EXERCISE TASK 1:
Rewrite the part of the food blogging post between "After 10 Years" and "tainted with regret.", inclusive, using "defeat" in place of "failure".

After 10 Years of Food Blogging I Called it Quits - Here's Why
And why I chose to leave thousands of dollars behind
This is a long post, so it may be a better experience to read it in the Substack app, or you can listen to the embeded voiceover.
This is a story about self sabotage, of failure, of giving up, and of living a life tainted with regret.
It’s also a story about burn out, self doubt and imposter syndrome. It’s definitely not a story about success and happy endings.
But it’s also a story about forgiving oneself, of letting go, of finding faith, of finally accepting your true calling. It’s also a story of new beginnings, and a story of not giving up after you did give up. It’s a story about finding hope, and trusting yourself to begin again.
Let me be clear here, I’m not going to come out as a hero in this piece. In fact, I’m not even sure why I’m writing this piece. It may backfire big time, or it may simply paint me as the fool that I’ve been for so long.
But it may also resonate with regular people like me who went through similar circumstances, and perhaps give them a little bit of peace knowing that they aren’t alone in feeling this way. And perhaps that there is indeed light at the end of the tunnel.

(Coordinate annotation entries)
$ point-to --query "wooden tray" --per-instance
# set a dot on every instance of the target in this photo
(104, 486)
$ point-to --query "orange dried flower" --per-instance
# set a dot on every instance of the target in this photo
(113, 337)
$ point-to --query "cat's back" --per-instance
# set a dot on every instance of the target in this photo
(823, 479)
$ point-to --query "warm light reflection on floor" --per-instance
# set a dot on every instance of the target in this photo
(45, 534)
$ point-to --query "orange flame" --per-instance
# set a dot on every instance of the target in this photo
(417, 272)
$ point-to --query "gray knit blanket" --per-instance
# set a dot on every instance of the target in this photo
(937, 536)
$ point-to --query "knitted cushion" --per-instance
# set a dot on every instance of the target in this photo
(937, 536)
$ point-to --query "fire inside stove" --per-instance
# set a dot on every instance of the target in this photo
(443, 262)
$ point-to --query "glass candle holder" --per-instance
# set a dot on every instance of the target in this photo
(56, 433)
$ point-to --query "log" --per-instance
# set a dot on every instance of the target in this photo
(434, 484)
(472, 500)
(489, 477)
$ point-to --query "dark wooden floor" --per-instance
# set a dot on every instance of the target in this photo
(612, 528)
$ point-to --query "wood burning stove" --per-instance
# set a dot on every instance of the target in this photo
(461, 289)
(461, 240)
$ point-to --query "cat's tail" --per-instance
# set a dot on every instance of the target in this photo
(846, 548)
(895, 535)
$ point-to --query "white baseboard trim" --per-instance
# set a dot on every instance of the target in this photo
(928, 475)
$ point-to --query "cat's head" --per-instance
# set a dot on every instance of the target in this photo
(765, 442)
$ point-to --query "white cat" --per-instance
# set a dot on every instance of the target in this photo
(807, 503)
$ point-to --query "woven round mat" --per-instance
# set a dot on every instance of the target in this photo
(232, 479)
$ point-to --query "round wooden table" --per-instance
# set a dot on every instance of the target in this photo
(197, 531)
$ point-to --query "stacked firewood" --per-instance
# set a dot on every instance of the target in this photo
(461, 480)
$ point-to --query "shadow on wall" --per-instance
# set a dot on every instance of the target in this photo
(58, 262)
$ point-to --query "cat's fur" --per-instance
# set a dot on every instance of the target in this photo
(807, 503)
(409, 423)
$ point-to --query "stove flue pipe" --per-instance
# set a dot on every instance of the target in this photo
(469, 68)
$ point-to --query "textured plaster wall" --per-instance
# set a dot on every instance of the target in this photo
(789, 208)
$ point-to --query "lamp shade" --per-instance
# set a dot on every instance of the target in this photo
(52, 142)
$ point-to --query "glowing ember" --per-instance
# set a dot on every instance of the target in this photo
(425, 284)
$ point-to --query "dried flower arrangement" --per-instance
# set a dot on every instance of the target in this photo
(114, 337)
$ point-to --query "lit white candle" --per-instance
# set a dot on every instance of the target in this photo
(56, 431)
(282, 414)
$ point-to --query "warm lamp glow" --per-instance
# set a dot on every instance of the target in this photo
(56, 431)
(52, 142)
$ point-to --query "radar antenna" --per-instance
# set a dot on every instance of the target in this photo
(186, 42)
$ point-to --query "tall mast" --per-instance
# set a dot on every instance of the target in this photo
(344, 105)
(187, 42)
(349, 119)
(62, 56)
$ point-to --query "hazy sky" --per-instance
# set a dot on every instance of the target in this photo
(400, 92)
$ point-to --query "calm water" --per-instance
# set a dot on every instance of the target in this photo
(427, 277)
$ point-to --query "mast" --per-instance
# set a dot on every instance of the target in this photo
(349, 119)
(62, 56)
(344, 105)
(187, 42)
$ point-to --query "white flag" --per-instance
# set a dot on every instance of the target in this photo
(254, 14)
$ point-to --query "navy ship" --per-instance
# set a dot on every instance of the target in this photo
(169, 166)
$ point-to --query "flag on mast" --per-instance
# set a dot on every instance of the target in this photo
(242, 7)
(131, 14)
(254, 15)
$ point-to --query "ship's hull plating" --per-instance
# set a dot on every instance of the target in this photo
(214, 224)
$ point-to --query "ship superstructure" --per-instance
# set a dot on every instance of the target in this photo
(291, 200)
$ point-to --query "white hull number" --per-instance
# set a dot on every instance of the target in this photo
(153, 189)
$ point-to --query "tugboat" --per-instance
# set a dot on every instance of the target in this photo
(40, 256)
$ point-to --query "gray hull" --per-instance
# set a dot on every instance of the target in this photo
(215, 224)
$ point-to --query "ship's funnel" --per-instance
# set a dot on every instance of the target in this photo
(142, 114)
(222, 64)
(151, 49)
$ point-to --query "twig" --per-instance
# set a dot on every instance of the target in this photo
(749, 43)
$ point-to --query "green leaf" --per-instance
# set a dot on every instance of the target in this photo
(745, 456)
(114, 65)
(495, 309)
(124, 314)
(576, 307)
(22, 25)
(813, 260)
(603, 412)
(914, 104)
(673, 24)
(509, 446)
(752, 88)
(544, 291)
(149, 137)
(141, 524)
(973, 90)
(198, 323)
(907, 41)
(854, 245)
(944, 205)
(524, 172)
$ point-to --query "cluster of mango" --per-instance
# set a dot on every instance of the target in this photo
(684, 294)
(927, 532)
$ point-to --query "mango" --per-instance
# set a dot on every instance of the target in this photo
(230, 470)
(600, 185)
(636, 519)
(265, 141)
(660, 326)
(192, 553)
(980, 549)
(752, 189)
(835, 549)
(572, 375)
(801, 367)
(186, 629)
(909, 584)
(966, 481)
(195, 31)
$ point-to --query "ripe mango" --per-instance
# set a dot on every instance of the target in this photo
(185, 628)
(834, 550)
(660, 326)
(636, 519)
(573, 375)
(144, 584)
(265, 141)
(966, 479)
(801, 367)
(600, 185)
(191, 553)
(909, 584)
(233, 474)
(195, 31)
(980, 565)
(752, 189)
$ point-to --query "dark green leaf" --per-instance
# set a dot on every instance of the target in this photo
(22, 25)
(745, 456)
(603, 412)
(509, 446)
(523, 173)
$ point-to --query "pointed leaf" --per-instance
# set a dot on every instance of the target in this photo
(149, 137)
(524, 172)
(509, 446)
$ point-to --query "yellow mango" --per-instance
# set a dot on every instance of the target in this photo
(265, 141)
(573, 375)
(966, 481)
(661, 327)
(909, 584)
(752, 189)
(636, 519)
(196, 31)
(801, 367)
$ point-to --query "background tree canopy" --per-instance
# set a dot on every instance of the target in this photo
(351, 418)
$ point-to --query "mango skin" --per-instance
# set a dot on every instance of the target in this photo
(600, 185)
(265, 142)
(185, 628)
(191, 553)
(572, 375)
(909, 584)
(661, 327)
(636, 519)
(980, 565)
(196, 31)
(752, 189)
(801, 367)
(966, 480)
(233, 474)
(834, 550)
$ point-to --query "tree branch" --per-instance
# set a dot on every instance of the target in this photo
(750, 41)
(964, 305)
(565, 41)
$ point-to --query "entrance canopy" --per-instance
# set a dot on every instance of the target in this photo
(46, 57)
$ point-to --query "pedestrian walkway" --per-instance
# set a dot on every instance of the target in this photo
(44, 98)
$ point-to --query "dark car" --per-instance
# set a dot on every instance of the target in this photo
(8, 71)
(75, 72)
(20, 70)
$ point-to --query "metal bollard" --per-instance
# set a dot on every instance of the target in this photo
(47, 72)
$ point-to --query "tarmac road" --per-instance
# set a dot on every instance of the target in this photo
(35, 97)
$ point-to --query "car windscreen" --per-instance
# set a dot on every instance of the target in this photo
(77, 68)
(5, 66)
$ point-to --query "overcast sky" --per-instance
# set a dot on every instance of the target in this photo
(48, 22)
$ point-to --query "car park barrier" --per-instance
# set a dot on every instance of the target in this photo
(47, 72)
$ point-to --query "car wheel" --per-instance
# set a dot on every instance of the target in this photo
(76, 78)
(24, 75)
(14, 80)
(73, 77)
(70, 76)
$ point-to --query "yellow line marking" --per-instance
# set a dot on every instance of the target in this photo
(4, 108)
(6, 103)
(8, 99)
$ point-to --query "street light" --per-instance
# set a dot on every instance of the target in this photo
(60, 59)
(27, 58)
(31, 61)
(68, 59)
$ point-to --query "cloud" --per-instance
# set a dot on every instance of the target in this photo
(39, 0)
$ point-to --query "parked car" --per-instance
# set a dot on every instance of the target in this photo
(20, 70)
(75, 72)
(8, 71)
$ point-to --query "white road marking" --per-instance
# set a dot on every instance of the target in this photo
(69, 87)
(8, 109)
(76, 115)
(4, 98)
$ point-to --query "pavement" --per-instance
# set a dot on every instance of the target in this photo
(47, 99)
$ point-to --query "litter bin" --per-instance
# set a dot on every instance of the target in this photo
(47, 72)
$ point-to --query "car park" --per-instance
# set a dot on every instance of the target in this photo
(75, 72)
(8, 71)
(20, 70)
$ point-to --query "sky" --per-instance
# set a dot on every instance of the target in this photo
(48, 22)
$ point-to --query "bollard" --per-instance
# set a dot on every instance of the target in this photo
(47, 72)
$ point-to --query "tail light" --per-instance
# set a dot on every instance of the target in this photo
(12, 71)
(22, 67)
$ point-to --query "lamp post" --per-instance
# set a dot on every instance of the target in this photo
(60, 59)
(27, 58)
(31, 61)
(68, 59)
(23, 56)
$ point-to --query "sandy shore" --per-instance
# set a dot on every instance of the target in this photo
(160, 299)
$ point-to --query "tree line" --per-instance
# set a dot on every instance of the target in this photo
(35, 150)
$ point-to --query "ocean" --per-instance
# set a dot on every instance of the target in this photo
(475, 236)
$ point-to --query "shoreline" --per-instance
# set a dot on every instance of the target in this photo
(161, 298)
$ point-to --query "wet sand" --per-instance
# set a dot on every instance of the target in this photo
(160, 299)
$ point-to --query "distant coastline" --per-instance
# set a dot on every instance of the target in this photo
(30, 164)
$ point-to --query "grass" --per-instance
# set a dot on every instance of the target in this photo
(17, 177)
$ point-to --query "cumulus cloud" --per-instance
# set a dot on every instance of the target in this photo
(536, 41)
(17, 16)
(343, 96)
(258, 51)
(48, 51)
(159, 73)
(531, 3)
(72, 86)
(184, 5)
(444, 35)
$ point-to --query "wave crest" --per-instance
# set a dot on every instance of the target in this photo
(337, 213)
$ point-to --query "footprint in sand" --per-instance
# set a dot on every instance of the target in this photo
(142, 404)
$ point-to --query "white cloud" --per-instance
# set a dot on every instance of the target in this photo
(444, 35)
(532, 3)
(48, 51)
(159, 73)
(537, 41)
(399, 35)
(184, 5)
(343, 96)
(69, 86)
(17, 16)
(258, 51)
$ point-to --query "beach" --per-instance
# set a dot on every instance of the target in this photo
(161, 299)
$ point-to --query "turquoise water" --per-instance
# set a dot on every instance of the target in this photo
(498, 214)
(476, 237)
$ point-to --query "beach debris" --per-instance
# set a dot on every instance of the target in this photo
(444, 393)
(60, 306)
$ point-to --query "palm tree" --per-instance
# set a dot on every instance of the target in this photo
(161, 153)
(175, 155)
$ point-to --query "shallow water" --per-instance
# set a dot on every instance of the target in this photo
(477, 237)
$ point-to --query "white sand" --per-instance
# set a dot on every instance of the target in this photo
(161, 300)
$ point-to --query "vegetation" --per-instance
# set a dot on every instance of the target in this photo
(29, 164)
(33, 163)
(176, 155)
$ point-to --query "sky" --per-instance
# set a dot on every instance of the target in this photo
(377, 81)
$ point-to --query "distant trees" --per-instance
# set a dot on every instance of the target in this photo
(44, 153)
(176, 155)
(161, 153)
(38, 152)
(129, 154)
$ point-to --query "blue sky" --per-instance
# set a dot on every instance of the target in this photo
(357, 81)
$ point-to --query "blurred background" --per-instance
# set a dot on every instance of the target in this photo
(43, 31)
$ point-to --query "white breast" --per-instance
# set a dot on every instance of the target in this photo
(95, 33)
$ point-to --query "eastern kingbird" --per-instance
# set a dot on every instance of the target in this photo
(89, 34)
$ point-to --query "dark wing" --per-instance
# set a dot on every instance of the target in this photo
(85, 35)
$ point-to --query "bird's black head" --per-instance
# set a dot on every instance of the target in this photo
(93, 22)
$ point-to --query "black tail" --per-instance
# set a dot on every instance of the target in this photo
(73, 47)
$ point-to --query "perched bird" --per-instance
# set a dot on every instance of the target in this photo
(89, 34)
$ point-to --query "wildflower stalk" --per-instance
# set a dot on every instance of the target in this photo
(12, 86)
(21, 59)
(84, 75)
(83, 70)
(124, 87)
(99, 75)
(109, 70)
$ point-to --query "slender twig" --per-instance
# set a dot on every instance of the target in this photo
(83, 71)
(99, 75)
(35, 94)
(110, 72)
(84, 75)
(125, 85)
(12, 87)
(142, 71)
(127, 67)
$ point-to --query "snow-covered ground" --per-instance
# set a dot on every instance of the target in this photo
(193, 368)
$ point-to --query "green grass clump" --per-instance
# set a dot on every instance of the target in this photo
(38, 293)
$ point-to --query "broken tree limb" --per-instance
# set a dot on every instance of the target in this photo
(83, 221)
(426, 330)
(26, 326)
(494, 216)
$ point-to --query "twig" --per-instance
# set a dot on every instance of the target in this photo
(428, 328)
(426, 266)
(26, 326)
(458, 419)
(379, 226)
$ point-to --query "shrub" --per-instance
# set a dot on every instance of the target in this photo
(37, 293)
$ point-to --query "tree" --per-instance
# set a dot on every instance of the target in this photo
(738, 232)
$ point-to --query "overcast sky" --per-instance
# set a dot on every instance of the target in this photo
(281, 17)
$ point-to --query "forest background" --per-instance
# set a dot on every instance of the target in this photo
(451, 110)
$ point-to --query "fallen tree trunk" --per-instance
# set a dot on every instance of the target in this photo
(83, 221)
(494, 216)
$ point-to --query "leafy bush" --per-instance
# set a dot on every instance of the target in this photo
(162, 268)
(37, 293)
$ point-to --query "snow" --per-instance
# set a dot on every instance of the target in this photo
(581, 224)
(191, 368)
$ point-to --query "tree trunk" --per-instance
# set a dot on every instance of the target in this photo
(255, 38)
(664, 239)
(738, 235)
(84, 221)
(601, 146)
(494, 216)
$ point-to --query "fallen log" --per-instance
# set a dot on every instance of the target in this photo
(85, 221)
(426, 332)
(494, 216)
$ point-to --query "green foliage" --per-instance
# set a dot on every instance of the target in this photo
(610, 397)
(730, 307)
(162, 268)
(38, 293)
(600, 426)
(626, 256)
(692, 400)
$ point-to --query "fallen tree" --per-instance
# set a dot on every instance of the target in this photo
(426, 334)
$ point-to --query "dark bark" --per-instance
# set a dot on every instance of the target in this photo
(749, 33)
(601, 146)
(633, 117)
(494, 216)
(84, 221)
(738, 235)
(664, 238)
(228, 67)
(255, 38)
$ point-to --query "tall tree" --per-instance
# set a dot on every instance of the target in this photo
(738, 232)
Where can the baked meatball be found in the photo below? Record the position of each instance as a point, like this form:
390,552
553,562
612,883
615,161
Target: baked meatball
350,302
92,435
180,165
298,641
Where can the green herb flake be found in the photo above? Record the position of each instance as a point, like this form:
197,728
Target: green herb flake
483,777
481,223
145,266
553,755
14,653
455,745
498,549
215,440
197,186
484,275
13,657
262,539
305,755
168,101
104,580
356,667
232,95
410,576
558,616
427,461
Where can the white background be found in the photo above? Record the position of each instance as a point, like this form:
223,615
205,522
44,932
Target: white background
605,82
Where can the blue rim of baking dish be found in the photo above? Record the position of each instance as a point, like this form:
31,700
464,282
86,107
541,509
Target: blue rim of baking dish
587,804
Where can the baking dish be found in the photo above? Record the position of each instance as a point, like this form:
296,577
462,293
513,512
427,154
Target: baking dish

EXERCISE TASK 2:
Which lines of the records above contain the string "canopy"? Pull out each of them.

CORRECT ANSWER 1:
After 10 Years of Food Blogging I Called it Quits - Here's Why
And why I chose to leave thousands of dollars behind
This is a long post, so it may be a better experience to read it in the Substack app, or you can listen to the embeded voiceover.
This is a story about self sabotage, of defeat, of giving up, and of living a life tainted with regret.

CORRECT ANSWER 2:
$ point-to --query "background tree canopy" --per-instance
$ point-to --query "entrance canopy" --per-instance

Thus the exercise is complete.